## TASK MATERIAL
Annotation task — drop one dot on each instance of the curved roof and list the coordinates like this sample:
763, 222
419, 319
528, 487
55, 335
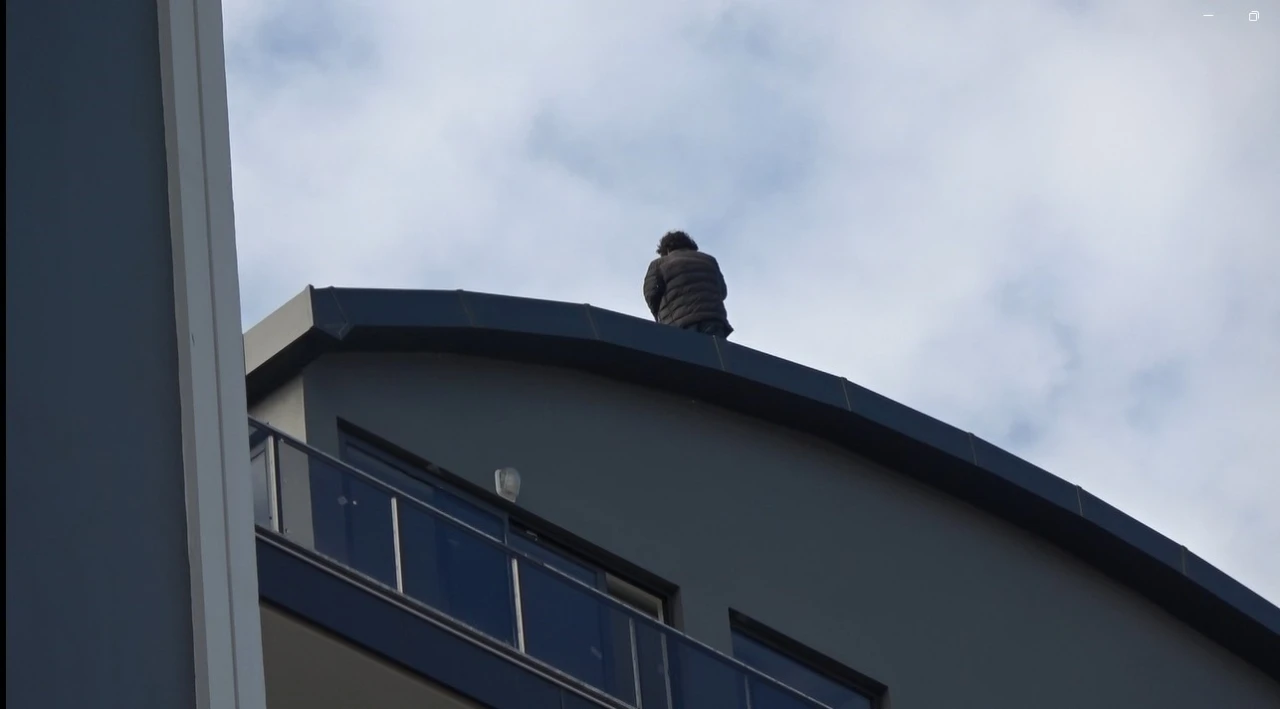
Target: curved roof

## WHAT YOU NEED TO DO
Could you reproduce every line of the material above, word for word, leaving out the picture?

## THE RESULT
Annotation task — drop one dot on each instance of the curved roof and list the coordinates like this sample:
763, 222
419, 319
528, 487
55, 335
Target: curved roof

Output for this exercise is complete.